TASK BRIEF:
Exactly how many lines in this data contain the word "control"? Only the number should be given.

═════ DATA PROVIDED ═════

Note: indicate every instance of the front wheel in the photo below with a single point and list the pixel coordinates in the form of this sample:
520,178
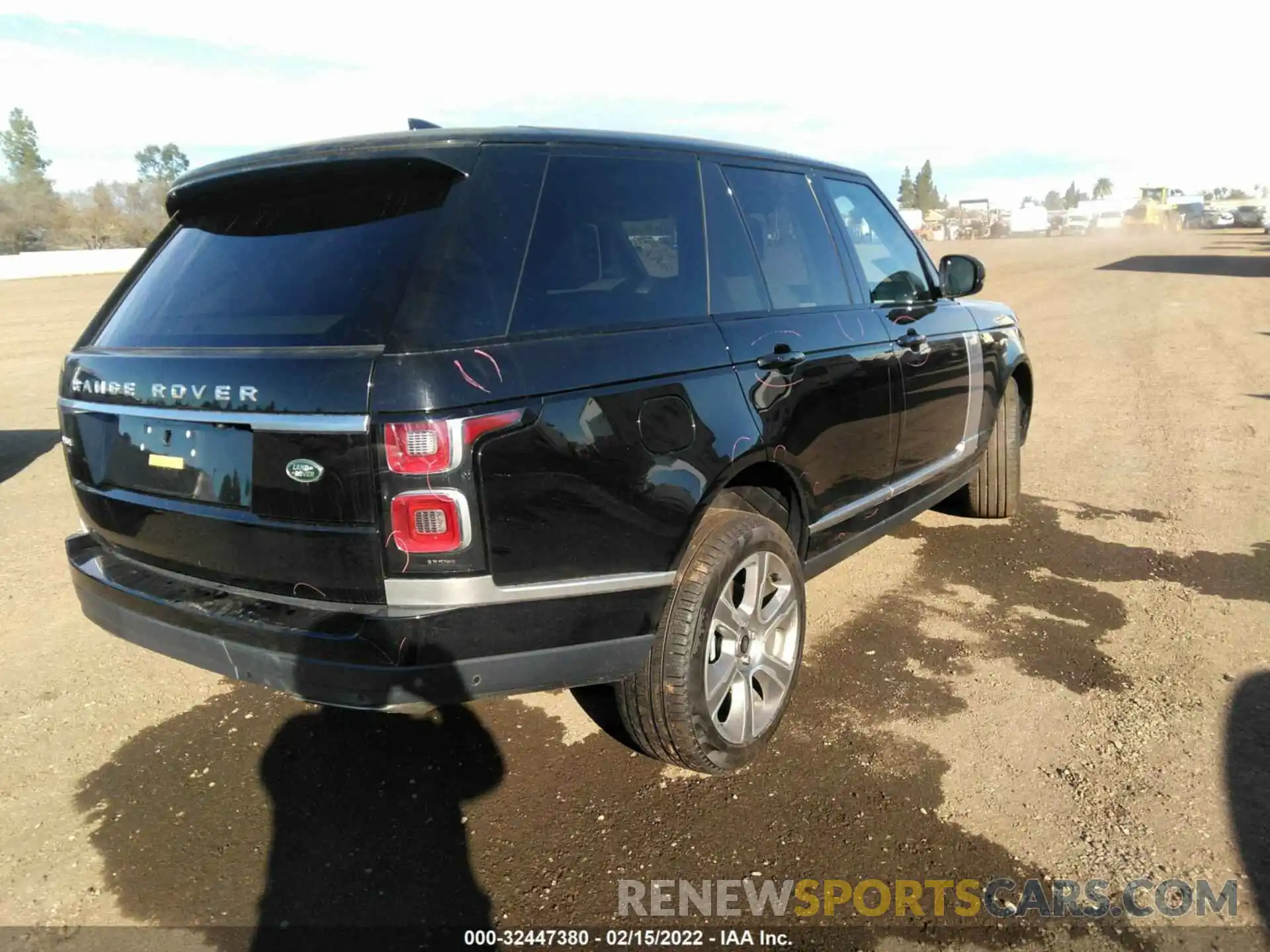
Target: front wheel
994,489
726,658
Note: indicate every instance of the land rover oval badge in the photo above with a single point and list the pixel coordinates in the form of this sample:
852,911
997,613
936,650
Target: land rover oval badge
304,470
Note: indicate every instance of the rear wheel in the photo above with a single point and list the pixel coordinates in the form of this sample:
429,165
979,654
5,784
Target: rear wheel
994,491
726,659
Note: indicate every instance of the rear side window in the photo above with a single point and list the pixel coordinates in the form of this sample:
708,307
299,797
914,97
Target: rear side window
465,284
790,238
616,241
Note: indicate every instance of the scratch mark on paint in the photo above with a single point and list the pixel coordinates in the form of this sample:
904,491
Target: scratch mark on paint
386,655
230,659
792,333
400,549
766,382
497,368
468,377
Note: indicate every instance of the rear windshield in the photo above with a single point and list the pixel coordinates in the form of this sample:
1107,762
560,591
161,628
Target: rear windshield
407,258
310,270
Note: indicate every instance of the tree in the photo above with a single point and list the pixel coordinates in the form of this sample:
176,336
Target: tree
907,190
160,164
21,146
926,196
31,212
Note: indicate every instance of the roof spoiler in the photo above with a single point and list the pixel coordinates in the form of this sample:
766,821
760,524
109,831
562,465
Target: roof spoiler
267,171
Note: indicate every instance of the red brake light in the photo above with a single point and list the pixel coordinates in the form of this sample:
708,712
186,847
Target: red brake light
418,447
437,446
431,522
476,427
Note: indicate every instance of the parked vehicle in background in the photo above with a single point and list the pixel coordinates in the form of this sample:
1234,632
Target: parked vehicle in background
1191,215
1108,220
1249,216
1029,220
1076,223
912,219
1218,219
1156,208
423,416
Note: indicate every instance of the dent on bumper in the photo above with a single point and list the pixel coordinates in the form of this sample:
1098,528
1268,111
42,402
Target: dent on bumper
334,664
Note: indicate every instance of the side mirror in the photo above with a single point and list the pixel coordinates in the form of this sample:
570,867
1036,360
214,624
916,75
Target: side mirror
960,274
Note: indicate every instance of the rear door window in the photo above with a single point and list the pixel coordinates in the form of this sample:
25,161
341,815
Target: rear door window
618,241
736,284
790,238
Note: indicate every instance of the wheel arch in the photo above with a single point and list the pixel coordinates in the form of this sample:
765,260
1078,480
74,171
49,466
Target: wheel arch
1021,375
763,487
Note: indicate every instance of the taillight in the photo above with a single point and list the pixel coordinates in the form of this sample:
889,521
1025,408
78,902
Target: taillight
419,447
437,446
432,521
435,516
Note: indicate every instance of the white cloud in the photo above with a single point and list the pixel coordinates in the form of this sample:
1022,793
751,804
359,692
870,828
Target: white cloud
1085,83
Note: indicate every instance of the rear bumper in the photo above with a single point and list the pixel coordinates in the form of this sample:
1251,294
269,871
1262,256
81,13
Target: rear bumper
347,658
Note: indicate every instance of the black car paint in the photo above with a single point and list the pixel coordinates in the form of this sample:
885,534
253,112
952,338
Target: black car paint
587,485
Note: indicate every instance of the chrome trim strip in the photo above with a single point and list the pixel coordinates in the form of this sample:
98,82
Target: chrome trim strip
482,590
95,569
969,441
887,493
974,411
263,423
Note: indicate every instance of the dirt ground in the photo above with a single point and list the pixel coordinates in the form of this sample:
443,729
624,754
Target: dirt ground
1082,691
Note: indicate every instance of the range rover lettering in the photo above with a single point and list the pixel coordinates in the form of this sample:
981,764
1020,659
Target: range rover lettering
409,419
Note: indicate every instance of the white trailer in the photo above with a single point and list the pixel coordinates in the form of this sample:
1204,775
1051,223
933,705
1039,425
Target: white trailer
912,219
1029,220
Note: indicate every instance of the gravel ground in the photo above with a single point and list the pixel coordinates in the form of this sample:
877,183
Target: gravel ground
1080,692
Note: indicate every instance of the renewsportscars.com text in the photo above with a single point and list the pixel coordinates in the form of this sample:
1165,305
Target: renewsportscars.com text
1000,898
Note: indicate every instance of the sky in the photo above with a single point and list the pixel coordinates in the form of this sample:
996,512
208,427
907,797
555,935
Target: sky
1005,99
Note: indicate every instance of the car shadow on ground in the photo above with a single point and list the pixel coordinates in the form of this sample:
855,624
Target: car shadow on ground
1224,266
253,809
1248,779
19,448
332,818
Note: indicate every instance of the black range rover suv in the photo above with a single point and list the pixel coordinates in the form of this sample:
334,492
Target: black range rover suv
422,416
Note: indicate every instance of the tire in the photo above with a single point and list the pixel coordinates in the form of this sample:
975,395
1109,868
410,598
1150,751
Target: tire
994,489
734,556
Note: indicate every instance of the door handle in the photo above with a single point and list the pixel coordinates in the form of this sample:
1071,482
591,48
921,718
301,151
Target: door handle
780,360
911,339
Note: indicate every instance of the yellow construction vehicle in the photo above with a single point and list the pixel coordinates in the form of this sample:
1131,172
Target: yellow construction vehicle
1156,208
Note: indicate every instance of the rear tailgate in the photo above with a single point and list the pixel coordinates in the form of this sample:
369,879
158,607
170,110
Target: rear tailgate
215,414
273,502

═════
═════ DATA PROVIDED ═════

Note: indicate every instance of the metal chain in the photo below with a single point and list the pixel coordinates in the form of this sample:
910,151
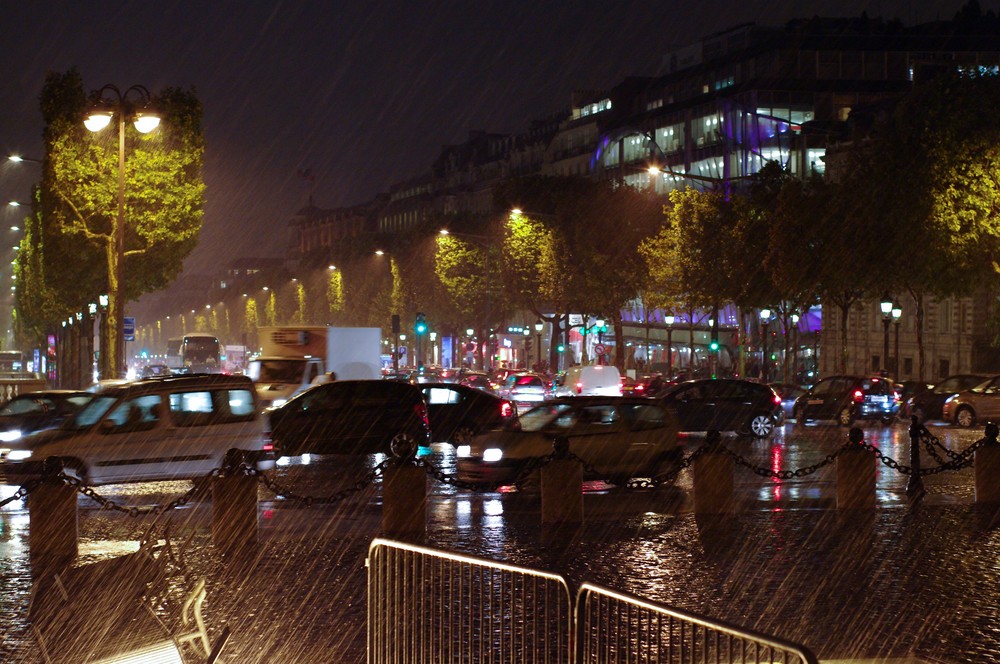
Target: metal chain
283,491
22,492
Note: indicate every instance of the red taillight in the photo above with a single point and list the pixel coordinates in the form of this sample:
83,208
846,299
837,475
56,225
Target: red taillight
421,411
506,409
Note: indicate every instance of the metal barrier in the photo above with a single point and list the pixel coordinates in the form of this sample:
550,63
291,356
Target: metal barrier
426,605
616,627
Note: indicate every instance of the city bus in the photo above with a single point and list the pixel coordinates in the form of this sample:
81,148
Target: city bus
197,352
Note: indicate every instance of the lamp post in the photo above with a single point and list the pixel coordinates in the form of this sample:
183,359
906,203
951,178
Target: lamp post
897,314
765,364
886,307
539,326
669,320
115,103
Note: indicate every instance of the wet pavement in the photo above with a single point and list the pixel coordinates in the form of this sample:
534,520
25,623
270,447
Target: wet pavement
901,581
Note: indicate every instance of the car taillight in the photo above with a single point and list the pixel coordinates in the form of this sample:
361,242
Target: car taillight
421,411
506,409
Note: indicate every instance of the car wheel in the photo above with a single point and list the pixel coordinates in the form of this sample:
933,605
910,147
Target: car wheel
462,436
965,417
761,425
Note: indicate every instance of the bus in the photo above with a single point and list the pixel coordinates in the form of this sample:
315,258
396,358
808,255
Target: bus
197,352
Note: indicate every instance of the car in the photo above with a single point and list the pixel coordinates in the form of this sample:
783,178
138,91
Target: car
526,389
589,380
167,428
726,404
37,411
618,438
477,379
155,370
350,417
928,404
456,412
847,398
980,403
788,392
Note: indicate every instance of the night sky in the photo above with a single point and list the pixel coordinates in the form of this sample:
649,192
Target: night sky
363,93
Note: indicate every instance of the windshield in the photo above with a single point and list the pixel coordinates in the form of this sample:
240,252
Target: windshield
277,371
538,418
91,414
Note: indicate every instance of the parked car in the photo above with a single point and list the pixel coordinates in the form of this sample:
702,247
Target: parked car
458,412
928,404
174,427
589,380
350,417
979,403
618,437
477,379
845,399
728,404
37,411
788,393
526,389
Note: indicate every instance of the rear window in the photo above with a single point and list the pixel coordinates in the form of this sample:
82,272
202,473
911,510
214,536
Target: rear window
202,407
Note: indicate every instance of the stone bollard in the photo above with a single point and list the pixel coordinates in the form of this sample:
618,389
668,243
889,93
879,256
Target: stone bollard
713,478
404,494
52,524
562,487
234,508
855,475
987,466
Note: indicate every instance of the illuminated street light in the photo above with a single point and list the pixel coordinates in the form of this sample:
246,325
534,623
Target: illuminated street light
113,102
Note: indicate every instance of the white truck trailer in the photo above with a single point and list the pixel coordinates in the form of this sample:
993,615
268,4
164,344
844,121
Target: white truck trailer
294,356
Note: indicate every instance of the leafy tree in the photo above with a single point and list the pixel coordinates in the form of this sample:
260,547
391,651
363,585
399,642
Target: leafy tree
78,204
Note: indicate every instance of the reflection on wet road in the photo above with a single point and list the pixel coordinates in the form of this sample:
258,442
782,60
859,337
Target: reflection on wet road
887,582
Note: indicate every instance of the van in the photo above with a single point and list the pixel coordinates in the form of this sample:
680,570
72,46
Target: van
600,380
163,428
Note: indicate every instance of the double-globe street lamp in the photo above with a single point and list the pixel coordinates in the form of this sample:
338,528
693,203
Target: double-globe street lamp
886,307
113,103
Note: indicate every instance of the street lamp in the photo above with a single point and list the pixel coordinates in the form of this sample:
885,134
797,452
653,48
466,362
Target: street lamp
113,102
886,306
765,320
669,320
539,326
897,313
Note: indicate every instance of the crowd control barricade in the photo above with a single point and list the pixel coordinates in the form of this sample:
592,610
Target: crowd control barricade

═════

SOLUTION:
2